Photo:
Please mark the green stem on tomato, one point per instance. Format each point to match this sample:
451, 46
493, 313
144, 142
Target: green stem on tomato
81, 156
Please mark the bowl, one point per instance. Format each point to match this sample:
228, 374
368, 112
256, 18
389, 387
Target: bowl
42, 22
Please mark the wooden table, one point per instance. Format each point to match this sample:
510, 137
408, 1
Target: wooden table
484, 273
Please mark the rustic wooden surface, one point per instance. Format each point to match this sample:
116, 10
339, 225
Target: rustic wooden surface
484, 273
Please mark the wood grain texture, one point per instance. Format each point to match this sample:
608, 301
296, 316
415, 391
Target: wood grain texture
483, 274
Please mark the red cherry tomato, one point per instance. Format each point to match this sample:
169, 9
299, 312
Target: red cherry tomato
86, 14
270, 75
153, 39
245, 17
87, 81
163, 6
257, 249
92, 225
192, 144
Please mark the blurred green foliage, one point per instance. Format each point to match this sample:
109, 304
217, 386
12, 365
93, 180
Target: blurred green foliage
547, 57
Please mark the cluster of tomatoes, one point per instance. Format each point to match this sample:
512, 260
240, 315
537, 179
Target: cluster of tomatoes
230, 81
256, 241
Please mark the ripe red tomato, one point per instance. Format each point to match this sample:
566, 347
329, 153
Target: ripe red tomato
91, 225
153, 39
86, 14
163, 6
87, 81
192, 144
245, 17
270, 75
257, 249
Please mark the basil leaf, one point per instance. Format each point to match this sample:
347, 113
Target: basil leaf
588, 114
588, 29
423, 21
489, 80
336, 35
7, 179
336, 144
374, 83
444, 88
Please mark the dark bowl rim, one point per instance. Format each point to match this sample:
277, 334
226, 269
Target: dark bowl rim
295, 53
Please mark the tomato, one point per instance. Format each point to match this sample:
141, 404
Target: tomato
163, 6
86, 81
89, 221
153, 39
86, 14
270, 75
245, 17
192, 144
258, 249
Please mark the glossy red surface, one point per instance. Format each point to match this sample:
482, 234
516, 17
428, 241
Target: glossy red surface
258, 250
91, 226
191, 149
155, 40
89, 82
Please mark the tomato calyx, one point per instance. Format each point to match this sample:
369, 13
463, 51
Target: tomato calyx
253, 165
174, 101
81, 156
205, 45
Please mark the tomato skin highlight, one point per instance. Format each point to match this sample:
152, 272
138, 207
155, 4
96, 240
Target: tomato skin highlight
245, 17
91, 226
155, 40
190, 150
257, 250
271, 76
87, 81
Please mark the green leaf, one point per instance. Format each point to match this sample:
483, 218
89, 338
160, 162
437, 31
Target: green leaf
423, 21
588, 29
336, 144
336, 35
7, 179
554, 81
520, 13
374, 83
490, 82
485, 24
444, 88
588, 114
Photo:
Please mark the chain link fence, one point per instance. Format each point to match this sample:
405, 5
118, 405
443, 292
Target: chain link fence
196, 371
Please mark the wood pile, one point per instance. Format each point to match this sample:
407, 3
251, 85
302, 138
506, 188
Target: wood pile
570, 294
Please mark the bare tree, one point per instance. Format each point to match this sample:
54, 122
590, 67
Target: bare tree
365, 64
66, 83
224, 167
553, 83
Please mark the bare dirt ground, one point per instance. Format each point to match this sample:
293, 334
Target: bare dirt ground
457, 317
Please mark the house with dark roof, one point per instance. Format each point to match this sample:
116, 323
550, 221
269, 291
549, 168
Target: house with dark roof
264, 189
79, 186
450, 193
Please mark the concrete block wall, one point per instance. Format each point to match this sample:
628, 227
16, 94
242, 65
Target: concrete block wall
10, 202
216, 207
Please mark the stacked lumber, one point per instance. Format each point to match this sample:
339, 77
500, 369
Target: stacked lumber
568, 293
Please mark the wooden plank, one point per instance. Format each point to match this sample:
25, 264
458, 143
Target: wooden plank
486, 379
───
Stated task:
Repeat the listing above without any change.

Exercise result:
Photo:
Please mark the green stem on tomato, one point per instance. Format each point to match this sample:
451, 46
493, 313
144, 142
Target: green stem on tomato
81, 156
Please mark the bowl, one point per instance. Format each point to match this sample:
228, 374
368, 112
256, 18
389, 387
Target: bowl
42, 22
Please mark the wooden table, one point per instance. Format each point to match this sample:
510, 137
408, 1
Target: wooden table
484, 273
Please mark the rustic wooden surface, one point per instance. Format each point to match this sample:
116, 10
339, 225
Target: rustic wooden surface
484, 273
Please mark the wood grain texture, one point per instance. Format each point to match this sample:
608, 301
296, 316
415, 391
Target: wood grain texture
483, 274
Please mark the red cherry tomato, one point per instance. Format each point to match this sample:
169, 9
299, 312
Target: red cherry tomato
86, 14
270, 75
153, 39
245, 17
87, 81
163, 6
257, 249
92, 225
192, 144
Please mark the blurred green foliage, one point per instance. Format each point to match this sample:
109, 304
217, 386
12, 365
93, 180
Target: blurred green foliage
547, 57
Please mark the cluster of tomatoes, one point per instance. Format each point to match this sample:
512, 260
240, 315
537, 179
Target: cluster of tomatoes
230, 81
256, 241
Please mark the ripe red tomato, one point per instance. Format each point to match this sample:
566, 347
329, 153
Target: ripe red tomato
91, 225
153, 39
86, 14
163, 6
87, 81
192, 144
245, 17
270, 75
257, 249
Please mark the basil leaf, one point per instance. Format each point to match this sample:
347, 113
Target: basil leaf
588, 114
588, 29
423, 21
489, 80
336, 35
7, 179
336, 144
374, 83
444, 88
Please mark the dark bowl rim, one point per instance. Format each point to match this sample:
277, 334
226, 269
Target: dark bowl rim
295, 53
Please mark the tomato, one point per instance. Format each point to match this sample:
141, 404
Target: tomato
163, 6
86, 81
89, 221
153, 39
86, 14
270, 75
245, 17
192, 144
258, 249
Please mark the glossy red surface, one point per instance. Format each point to match this sample:
482, 234
516, 17
428, 241
Target: glossy red surface
258, 250
91, 226
191, 149
155, 40
89, 82
Please mark the tomato calyx, one point per instance. Format each point to match this sample:
369, 13
463, 51
Target: tomato calyx
253, 165
174, 101
81, 156
205, 45
Please mark the tomato skin highlight, one point per instance. Format each point to match this sample:
152, 272
138, 207
155, 4
96, 240
Target: tomato skin highlight
245, 17
91, 226
155, 40
190, 150
257, 250
271, 76
87, 81
Please mark the green leaf, one point per instance. Format each point to match this sample:
483, 218
89, 338
160, 162
437, 31
Target: green leaf
423, 21
588, 29
336, 144
336, 35
7, 179
554, 81
520, 13
374, 83
490, 82
485, 24
444, 88
588, 114
Photo:
Please mark the chain link fence, one point per instance. Format each point to match this sample:
405, 5
118, 405
443, 292
Target: chain link fence
196, 371
Please mark the wood pile, one point per instance. Format each point to match this sample:
407, 3
251, 85
302, 138
506, 188
Target: wood pile
570, 294
Please mark the bare tree, one point per instance. Format each point to match this sample:
54, 122
590, 67
Target: bare tree
365, 64
66, 83
224, 167
553, 83
Please mark the bare dirt ground, one point per instance. Format each point to match this sample:
293, 334
Target: bare dirt ground
457, 317
Please mark the house with dark roof, one point per instance. Format each point to match this sample:
116, 323
550, 221
269, 291
549, 168
Target: house with dark roof
264, 189
79, 186
450, 193
Please mark the concrete block wall, one point per instance. Format each point to match this sample:
628, 227
16, 94
242, 65
Target: concrete block wall
10, 202
216, 207
Please mark the stacked lumber, one point per instance. Format each point to match this sample:
339, 77
500, 369
Target: stacked lumber
568, 293
Please mark the wooden plank, one point per instance. Format each point to match this sample:
25, 264
458, 143
Target: wooden plank
486, 379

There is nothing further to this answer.